● Set exercise:
Convert the lines from the start of the data through the line containing "POLYGON ((4 94, 7", inclusive, into a JSON list of strings with one string per line, omitting blank lines.

● Data entries:
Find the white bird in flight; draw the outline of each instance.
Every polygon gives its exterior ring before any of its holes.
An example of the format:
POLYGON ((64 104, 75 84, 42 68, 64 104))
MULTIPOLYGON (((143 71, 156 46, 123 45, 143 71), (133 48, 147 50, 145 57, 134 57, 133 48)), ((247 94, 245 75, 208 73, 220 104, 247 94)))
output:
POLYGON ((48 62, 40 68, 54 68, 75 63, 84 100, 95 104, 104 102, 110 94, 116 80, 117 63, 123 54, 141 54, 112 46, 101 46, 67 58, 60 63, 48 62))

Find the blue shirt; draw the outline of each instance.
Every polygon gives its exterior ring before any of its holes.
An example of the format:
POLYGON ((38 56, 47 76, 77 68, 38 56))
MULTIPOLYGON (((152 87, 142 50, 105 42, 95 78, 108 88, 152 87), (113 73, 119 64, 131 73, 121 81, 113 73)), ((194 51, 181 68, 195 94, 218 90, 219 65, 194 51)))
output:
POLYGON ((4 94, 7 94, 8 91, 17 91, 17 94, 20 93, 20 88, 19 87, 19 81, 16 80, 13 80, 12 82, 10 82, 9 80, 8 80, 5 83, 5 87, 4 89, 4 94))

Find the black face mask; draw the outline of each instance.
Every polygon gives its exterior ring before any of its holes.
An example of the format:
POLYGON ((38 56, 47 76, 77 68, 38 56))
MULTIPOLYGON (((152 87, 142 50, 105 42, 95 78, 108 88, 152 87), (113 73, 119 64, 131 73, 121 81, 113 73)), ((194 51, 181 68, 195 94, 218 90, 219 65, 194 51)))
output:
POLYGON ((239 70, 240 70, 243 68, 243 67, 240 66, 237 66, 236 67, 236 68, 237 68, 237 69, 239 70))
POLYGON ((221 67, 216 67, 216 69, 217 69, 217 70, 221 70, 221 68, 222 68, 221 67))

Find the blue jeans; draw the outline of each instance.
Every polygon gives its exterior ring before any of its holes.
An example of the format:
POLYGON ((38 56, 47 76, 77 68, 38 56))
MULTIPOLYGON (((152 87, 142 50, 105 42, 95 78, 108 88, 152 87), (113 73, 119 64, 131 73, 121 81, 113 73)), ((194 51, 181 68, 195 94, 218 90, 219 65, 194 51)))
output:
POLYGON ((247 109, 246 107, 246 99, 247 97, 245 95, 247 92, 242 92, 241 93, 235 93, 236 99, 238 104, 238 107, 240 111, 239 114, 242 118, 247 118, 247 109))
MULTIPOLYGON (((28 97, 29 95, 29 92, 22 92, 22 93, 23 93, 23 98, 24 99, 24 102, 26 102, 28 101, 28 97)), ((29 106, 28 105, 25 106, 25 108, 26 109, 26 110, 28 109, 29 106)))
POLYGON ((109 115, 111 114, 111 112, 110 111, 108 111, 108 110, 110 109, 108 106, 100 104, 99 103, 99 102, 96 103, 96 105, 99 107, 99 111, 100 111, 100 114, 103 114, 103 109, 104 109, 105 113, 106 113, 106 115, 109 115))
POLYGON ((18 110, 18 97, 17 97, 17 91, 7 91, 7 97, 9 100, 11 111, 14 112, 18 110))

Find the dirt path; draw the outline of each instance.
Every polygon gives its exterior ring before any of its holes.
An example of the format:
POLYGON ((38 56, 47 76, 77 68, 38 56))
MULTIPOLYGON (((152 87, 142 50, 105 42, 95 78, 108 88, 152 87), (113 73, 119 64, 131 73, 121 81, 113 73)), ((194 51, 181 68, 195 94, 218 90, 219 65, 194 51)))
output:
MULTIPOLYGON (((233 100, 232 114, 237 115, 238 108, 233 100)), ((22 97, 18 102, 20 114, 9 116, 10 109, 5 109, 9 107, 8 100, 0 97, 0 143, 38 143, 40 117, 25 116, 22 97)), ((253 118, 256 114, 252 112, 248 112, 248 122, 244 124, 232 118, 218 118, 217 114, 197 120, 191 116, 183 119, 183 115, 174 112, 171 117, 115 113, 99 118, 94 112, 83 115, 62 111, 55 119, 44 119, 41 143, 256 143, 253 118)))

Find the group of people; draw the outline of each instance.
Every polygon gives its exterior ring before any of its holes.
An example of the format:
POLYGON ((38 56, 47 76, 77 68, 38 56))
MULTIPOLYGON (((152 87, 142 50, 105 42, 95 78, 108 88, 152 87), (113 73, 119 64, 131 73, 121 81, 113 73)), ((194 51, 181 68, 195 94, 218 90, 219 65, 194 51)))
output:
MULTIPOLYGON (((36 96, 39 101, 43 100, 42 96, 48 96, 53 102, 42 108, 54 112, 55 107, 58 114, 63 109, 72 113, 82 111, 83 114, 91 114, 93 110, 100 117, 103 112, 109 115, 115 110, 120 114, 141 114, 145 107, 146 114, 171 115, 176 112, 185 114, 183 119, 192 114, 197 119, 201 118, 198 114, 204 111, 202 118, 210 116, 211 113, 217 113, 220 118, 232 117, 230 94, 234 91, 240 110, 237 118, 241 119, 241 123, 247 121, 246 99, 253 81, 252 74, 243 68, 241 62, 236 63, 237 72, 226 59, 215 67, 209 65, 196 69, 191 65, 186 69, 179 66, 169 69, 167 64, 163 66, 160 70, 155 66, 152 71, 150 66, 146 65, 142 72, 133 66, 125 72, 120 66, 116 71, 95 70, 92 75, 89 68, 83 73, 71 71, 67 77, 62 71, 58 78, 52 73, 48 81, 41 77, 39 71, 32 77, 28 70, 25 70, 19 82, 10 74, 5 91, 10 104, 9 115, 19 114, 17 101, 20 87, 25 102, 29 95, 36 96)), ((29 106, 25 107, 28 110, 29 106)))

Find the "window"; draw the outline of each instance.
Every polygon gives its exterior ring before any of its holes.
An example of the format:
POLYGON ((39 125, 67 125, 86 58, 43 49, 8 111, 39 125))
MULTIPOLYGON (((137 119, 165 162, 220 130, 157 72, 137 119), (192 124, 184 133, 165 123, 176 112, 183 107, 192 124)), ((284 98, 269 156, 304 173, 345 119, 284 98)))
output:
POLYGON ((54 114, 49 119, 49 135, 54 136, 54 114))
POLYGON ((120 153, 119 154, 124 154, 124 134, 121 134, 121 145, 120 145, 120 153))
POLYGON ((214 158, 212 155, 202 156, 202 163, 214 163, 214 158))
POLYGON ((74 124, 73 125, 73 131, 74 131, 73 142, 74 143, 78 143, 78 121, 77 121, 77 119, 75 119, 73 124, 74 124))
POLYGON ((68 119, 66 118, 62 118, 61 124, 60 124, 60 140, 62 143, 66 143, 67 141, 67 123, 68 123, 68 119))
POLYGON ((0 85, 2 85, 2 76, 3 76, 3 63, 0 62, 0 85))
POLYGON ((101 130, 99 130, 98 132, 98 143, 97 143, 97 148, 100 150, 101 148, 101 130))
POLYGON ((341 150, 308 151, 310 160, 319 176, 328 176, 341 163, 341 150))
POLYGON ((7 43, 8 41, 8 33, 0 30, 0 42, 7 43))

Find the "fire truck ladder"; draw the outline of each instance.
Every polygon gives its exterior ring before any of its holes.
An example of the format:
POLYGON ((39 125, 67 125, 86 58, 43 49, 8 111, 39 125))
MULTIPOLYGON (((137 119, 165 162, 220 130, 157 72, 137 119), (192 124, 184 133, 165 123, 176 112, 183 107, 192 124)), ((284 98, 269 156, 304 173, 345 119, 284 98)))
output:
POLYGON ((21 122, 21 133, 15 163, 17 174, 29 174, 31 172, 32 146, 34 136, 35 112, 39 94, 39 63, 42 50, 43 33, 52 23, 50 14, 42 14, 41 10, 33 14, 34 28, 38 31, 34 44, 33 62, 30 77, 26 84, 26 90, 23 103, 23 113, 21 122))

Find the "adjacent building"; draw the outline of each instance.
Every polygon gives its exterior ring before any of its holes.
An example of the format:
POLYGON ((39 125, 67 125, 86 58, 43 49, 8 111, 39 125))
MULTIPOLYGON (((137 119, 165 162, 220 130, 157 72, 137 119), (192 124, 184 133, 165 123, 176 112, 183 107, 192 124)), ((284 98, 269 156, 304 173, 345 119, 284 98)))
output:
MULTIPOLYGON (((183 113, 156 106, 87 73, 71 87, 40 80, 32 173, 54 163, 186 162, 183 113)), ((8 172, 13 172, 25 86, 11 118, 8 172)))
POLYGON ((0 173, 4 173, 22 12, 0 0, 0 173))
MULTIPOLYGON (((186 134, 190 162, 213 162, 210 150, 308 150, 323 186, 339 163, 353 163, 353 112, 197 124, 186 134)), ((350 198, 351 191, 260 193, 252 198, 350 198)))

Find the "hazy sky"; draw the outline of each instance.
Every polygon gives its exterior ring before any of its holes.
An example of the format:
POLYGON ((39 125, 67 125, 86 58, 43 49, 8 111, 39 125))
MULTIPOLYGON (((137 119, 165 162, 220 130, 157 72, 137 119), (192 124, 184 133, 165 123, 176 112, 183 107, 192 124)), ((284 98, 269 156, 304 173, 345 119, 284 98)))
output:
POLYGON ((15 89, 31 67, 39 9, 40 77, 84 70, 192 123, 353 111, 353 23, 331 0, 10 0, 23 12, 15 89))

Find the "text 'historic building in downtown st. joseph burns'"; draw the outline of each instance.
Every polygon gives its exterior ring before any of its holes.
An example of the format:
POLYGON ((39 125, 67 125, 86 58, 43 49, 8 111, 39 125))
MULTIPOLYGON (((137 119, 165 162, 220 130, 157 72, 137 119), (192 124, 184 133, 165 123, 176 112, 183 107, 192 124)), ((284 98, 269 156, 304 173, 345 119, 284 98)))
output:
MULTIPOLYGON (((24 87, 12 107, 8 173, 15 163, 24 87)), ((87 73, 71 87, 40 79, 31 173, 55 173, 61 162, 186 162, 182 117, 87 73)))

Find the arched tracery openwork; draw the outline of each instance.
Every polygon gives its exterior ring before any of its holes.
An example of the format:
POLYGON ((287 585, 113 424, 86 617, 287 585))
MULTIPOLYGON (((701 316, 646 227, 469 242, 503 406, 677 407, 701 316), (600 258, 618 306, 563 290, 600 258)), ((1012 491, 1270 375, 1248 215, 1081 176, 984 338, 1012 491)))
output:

● Answer to the exercise:
[
  "Find the white bird in flight; draw the outline of each instance.",
  "Every polygon gives its exterior ring before any of its holes.",
  "An example of the format:",
  "POLYGON ((64 104, 75 84, 42 68, 64 104))",
  "MULTIPOLYGON (((143 71, 156 46, 123 45, 143 71), (133 48, 147 50, 145 57, 134 57, 133 48)), ((247 94, 245 75, 208 73, 220 104, 247 94)))",
  "output:",
  "POLYGON ((48 62, 40 68, 54 68, 75 63, 84 100, 95 104, 104 102, 110 94, 116 80, 117 63, 123 54, 141 54, 112 46, 101 46, 67 58, 60 63, 48 62))",
  "Find the blue shirt; draw the outline of each instance.",
  "Every polygon gives its exterior ring before any of its holes.",
  "An example of the format:",
  "POLYGON ((38 56, 47 76, 77 68, 38 56))",
  "MULTIPOLYGON (((152 87, 142 50, 105 42, 95 78, 108 88, 152 87), (113 73, 119 64, 131 73, 121 81, 113 73)), ((194 51, 181 68, 195 94, 218 90, 219 65, 194 51)))",
  "output:",
  "POLYGON ((4 94, 7 94, 8 91, 17 91, 17 94, 20 93, 20 88, 19 87, 19 81, 16 80, 13 80, 12 82, 10 82, 9 80, 8 80, 5 83, 5 87, 4 89, 4 94))"
]